Point-per-instance localization data:

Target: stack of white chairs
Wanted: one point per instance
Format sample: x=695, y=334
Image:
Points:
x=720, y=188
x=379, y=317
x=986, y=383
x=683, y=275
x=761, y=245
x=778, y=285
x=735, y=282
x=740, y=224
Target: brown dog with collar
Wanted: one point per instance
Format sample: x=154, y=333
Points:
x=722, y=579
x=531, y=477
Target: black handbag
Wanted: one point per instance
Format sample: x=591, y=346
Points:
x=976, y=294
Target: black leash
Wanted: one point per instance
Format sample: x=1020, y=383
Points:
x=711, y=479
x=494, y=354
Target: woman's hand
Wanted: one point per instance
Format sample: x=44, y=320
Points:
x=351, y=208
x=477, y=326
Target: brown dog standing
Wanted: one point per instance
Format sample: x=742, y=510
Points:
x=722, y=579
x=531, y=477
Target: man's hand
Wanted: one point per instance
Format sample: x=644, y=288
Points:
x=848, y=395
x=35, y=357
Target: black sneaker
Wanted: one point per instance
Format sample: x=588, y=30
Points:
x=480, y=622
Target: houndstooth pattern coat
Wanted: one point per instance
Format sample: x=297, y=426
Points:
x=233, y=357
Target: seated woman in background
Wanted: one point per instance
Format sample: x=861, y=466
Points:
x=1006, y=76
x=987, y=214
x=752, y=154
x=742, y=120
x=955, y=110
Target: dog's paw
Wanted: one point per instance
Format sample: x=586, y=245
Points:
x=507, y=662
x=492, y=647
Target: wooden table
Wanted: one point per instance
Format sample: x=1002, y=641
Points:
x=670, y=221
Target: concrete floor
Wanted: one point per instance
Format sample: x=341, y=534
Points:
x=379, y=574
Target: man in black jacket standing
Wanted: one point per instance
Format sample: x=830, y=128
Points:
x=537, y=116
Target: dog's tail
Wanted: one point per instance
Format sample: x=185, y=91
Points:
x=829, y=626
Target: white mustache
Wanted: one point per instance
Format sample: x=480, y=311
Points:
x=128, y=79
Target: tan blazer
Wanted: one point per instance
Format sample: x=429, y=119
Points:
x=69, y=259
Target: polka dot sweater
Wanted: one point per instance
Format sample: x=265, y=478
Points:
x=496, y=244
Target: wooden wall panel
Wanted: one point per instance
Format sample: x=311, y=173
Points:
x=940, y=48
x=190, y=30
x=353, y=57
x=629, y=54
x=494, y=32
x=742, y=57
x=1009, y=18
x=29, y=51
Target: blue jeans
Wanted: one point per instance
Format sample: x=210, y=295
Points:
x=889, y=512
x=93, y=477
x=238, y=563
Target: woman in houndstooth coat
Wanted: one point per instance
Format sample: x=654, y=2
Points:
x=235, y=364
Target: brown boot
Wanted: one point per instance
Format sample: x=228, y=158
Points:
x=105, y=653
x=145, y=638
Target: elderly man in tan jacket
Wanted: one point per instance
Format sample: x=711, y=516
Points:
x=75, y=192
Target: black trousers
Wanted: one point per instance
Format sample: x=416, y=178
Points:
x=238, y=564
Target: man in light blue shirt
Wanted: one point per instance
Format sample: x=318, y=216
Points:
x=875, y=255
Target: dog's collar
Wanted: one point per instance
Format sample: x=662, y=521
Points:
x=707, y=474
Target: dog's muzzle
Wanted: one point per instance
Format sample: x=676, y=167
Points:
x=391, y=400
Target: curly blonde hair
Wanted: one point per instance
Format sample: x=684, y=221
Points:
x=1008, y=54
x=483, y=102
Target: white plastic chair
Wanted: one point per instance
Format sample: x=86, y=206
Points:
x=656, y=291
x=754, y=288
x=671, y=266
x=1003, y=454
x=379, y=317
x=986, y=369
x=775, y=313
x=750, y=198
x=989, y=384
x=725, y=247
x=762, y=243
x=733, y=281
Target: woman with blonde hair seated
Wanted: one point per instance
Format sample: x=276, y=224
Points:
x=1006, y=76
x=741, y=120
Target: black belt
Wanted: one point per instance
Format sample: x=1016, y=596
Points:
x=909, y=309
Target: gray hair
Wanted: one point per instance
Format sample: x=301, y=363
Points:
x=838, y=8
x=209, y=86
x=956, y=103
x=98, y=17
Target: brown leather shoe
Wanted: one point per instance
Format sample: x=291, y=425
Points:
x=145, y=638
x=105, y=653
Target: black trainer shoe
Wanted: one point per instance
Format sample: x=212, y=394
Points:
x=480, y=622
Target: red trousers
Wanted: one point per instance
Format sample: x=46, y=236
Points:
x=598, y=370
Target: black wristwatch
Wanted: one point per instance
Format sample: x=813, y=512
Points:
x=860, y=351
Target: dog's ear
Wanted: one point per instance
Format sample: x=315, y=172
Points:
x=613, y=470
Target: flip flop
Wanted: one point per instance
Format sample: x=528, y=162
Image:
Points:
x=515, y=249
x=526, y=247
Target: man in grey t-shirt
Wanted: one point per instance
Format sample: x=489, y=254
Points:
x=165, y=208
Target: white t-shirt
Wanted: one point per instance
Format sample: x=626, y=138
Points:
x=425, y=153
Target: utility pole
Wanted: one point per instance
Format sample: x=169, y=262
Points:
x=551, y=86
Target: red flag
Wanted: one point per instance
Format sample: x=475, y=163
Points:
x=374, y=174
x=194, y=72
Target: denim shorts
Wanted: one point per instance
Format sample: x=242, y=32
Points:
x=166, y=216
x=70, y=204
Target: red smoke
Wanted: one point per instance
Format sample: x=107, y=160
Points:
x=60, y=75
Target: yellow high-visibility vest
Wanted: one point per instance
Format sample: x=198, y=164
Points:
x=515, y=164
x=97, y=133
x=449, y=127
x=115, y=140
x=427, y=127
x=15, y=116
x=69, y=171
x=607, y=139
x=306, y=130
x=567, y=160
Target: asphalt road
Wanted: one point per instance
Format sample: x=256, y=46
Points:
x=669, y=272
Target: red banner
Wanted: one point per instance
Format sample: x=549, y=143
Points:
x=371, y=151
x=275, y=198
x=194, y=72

What you have to do: For this exercise, output the records in full, exactly.

Solution to this exercise:
Target: stack of white chairs
Wanted: one point per instance
Format sample: x=695, y=334
Image:
Points:
x=720, y=188
x=379, y=317
x=986, y=383
x=683, y=275
x=761, y=245
x=778, y=285
x=735, y=282
x=740, y=224
Target: brown dog with collar
Wanted: one point per instance
Format sample: x=154, y=333
Points:
x=722, y=579
x=531, y=477
Target: black handbag
Wanted: one point per instance
Format sample: x=591, y=346
Points:
x=976, y=294
Target: black leash
Wanted: one point per instance
Format sample: x=1020, y=383
Points:
x=711, y=479
x=494, y=354
Target: woman's hand
Wanted: one point per instance
Format sample: x=44, y=320
Points:
x=351, y=208
x=477, y=326
Target: brown dog standing
Wanted: one point per instance
Format sample: x=742, y=510
Points:
x=722, y=579
x=531, y=477
Target: man's hand
Wanted: one point per instance
Format sample: x=644, y=288
Points:
x=848, y=395
x=35, y=357
Target: black sneaker
Wanted: one point per instance
Format sample: x=588, y=30
Points:
x=480, y=622
Target: houndstooth pattern coat
Wanted: one point per instance
Format sample: x=297, y=426
Points:
x=233, y=357
Target: seated woman in background
Wanted: one point per instance
Format sample: x=861, y=466
Points:
x=1006, y=76
x=987, y=214
x=752, y=154
x=742, y=120
x=955, y=110
Target: dog's paw
Wanted: one point per instance
Format sample: x=586, y=245
Points:
x=507, y=662
x=492, y=647
Target: wooden table
Wanted: one point per instance
Format sample: x=1002, y=641
Points:
x=670, y=221
Target: concrete floor
Wanted: one point per instance
Format sample: x=341, y=534
Points:
x=379, y=574
Target: man in black jacket standing
Wanted: one point per instance
Format sample: x=830, y=128
Points:
x=537, y=116
Target: dog's tail
Wanted: one point per instance
Format sample: x=185, y=91
Points:
x=829, y=626
Target: white mustache
Wanted: one point per instance
Format sample: x=480, y=311
Points:
x=128, y=79
Target: tan blazer
Wanted: one point per instance
Format sample: x=429, y=119
Points:
x=69, y=259
Target: polka dot sweater
Wanted: one point per instance
Format sample: x=265, y=478
Points:
x=496, y=244
Target: wooden wall panel
Wanted: one point per instance
Format sample: x=311, y=173
Points:
x=940, y=48
x=190, y=30
x=353, y=57
x=629, y=54
x=494, y=32
x=742, y=57
x=1009, y=18
x=29, y=51
Target: blue jeans
Wanted: one point per instance
Format sample: x=210, y=295
Points:
x=889, y=512
x=93, y=477
x=238, y=563
Target: woman in houndstooth coat
Wanted: one point per instance
Format sample: x=654, y=2
Points:
x=235, y=364
Target: brown boot
Wanted: one point per instance
Format sample: x=228, y=158
Points:
x=105, y=653
x=145, y=638
Target: elderly man in tan jacket
Wanted: one point per instance
Format sample: x=711, y=516
Points:
x=75, y=192
Target: black trousers
Wanted: one point per instance
Format sample: x=416, y=178
Points:
x=238, y=564
Target: man in light blue shirt
Wanted: one point per instance
Format sample: x=318, y=216
Points:
x=875, y=255
Target: dog's collar
Wanted: one point per instance
Format sample: x=662, y=521
Points:
x=707, y=474
Target: dog's muzzle
Wanted: one point per instance
Format sample: x=676, y=167
Points:
x=391, y=400
Target: curly blonde hair
Wanted: one point per instance
Format sample: x=684, y=221
Points:
x=1008, y=54
x=483, y=102
Target: white plastic chair
Wanted: one point per instance
Format sample: x=86, y=206
Points:
x=656, y=291
x=754, y=288
x=671, y=266
x=1003, y=454
x=379, y=317
x=986, y=369
x=775, y=313
x=750, y=198
x=989, y=384
x=725, y=247
x=762, y=243
x=733, y=281
Target: woman with blonde hair seated
Wanted: one point per instance
Format sample: x=276, y=224
Points:
x=1006, y=76
x=741, y=120
Target: black belt
Wanted: one point per instance
Format sample: x=1016, y=596
Points:
x=909, y=309
Target: gray hair
Wanted: one point per instance
Format sample: x=301, y=363
Points:
x=838, y=8
x=209, y=86
x=956, y=103
x=98, y=17
Target: brown leather shoe
Wanted: one point per instance
Format sample: x=291, y=425
Points:
x=145, y=638
x=105, y=653
Target: black trainer shoe
Wanted: one point per instance
Format sample: x=212, y=394
Points:
x=480, y=622
Target: red trousers
Wanted: one point per instance
Format sample: x=46, y=236
Points:
x=598, y=370
Target: black wristwatch
Wanted: one point per instance
Format sample: x=813, y=512
Points:
x=860, y=351
Target: dog's ear
Wanted: one point per instance
Format sample: x=315, y=172
Points:
x=613, y=470
Target: flip flop
Wanted: one point per instance
Format sample: x=528, y=162
Image:
Points:
x=515, y=249
x=526, y=247
Target: man in grey t-shirt
Wanted: one point per instance
Format sample: x=489, y=254
Points:
x=165, y=208
Target: white t-shirt
Wanted: one point per instance
Format sample: x=626, y=138
Points:
x=425, y=153
Target: utility pole
Wanted: one point per instance
Format sample: x=169, y=262
Points:
x=551, y=86
Target: red flag
Wanted: one point per instance
Format sample: x=475, y=163
Points:
x=374, y=174
x=194, y=72
Target: denim shorts
Wanted: one point per instance
Format sample: x=242, y=32
Points:
x=166, y=216
x=70, y=204
Target: red smoke
Wanted: one point per instance
Format sample: x=107, y=160
Points:
x=60, y=75
Target: yellow high-visibility vest
Wanted: one point per instance
Format sample: x=198, y=164
Points:
x=515, y=164
x=97, y=133
x=449, y=127
x=115, y=140
x=427, y=127
x=15, y=116
x=69, y=171
x=607, y=139
x=306, y=130
x=567, y=160
Target: asphalt road
Wanted: one point per instance
Format sample: x=256, y=46
Points:
x=669, y=272
Target: red banner
Wanted: one point per instance
Format sample: x=549, y=143
Points:
x=371, y=151
x=275, y=198
x=194, y=72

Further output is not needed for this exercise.